Task description — Write out the material below again, unchanged.

Data excerpts —
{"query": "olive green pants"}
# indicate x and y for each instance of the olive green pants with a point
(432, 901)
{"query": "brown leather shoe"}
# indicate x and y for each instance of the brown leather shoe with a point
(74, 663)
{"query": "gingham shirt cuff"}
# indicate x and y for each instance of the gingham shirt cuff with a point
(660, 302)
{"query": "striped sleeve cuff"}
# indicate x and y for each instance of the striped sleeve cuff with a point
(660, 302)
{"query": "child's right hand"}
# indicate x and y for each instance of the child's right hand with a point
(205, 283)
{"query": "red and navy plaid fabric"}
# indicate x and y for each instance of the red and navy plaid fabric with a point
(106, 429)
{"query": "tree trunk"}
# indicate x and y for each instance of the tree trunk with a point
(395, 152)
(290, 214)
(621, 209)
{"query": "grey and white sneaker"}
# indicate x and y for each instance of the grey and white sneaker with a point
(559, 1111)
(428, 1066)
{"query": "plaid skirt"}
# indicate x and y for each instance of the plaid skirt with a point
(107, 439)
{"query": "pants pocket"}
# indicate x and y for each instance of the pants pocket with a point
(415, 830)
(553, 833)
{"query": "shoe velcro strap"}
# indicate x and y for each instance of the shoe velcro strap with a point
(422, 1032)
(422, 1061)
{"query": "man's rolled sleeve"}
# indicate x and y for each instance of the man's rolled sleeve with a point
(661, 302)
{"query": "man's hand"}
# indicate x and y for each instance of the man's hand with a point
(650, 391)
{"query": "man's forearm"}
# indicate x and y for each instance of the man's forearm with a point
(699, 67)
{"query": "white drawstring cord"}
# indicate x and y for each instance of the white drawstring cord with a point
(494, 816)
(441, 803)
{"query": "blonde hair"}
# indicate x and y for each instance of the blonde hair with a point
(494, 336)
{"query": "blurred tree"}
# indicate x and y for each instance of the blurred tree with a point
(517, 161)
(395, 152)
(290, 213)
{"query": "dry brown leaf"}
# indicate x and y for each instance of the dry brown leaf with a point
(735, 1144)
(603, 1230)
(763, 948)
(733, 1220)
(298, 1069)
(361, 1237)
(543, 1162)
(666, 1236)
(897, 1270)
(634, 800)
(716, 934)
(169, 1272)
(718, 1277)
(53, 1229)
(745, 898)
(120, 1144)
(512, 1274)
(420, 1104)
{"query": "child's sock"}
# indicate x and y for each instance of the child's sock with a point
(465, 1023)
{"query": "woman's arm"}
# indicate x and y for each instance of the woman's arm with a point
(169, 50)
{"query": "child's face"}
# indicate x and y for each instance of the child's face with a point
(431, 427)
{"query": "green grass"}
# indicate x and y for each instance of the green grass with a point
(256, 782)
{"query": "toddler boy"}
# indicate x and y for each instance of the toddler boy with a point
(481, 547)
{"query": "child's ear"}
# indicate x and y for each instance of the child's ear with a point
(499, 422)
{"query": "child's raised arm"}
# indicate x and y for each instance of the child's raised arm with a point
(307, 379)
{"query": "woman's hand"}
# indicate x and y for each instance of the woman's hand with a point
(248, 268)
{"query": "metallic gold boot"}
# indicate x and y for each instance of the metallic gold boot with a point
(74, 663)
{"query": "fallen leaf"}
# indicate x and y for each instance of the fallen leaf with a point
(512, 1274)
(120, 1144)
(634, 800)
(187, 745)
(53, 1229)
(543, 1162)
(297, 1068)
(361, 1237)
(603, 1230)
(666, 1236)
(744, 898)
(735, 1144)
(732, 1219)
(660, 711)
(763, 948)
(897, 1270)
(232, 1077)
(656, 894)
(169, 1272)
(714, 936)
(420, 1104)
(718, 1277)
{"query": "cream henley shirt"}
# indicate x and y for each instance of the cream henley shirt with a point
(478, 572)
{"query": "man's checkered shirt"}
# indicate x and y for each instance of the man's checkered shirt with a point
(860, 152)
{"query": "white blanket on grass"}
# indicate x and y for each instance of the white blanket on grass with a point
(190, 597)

Solution for this problem —
{"query": "olive green pants"}
# indicate x and y for each instance of the olive green pants with a point
(432, 901)
{"query": "brown leather shoe"}
# indicate x and y for each instance of the brown leather shoe with a point
(74, 663)
{"query": "gingham shirt cuff"}
# indicate x and y for each instance of the gingham shirt cuff with a point
(660, 302)
{"query": "striped sleeve cuff"}
# indicate x and y for each instance of the striped sleeve cuff with a point
(660, 302)
{"query": "child's right hand"}
# indicate x and y for each instance of the child's right hand with a point
(205, 283)
{"query": "red and navy plaid fabric"}
# indicate x and y for each instance of the red and navy plaid fabric with a point
(106, 429)
{"query": "tree trunk"}
# indicate x and y for each instance of the tree trunk with a point
(395, 152)
(290, 214)
(621, 209)
{"query": "grey and white sneaker"}
# indicate x and y for each instance of the grey and white sneaker with a point
(559, 1111)
(428, 1066)
{"query": "plaid skirt"}
# indicate x and y for each instance of the plaid skirt with a point
(107, 439)
{"query": "pants pocket"}
# indicate x and y for each instance of the pants pocket with a point
(415, 830)
(553, 833)
{"query": "shoe velcro strap"}
# indicate x and y for each instance of the shoe velcro strap with a point
(422, 1032)
(422, 1061)
{"query": "man's rolled sleeve"}
# indicate x and y for each instance of the man's rolled sleeve with a point
(661, 302)
{"query": "man's hand"}
# indicate x and y for each instance of the man's hand with a point
(650, 391)
{"query": "man's forearm"}
# indicate x and y for each instance of the man's forearm with a point
(699, 67)
{"query": "white drawstring cord"}
# indicate x and y for each instance of the white drawstring cord with a point
(494, 816)
(441, 803)
{"query": "blonde hair"}
# indicate x and y for each instance of the blonde hair with a point
(494, 336)
{"query": "blurred tree"}
# indicate x and y for each instance of the blurred tree with a point
(517, 161)
(395, 152)
(290, 213)
{"query": "dry brown leaf"}
# indicate x and y for each instance of the dry brown leaf with a point
(735, 1144)
(603, 1230)
(763, 948)
(733, 1220)
(298, 1069)
(361, 1237)
(543, 1162)
(666, 1236)
(897, 1270)
(634, 800)
(716, 934)
(169, 1272)
(718, 1277)
(53, 1229)
(745, 898)
(120, 1144)
(512, 1274)
(420, 1104)
{"query": "child's sock"}
# indicate x and y for each instance of the child's sock with a point
(465, 1023)
{"query": "woman's arm"}
# indicate x and y for each instance of the woman's arm with a point
(169, 50)
{"query": "child's face"}
# indicate x and y for each instance of the child's face with a point
(431, 427)
{"query": "green grass"}
# indicate x and y for each instance of the green grass with a point
(256, 782)
{"query": "toddler boy"}
# indicate x and y for each instance of the toddler boy with a point
(481, 547)
{"query": "child's ear"}
# indicate x and y for each instance of the child's ear with a point
(499, 422)
{"query": "child's raised arm"}
# indicate x and y for each instance of the child's raised arm with a point
(307, 379)
{"query": "woman's hand"}
# indicate x and y for each instance of the woman's hand with a point
(248, 268)
{"query": "metallic gold boot"}
# indicate x and y for each instance of the metallic gold boot with a point
(74, 663)
{"query": "fallen leaf"}
# indicate x and y for each instance of the fallen leaf with a point
(512, 1274)
(120, 1144)
(634, 800)
(187, 745)
(53, 1229)
(543, 1162)
(297, 1068)
(361, 1237)
(603, 1230)
(666, 1236)
(744, 898)
(735, 1144)
(732, 1219)
(660, 711)
(763, 948)
(897, 1270)
(232, 1077)
(656, 894)
(169, 1272)
(714, 936)
(420, 1104)
(718, 1277)
{"query": "cream henley shirt"}
# indicate x and y for each instance of the cream henley shirt with a point
(478, 572)
{"query": "man's checkered shirt"}
# indicate x and y for each instance of the man's checkered shirt with a point
(860, 152)
{"query": "white blanket on grass"}
# indicate x and y for each instance of the white blanket on grass with a point
(190, 597)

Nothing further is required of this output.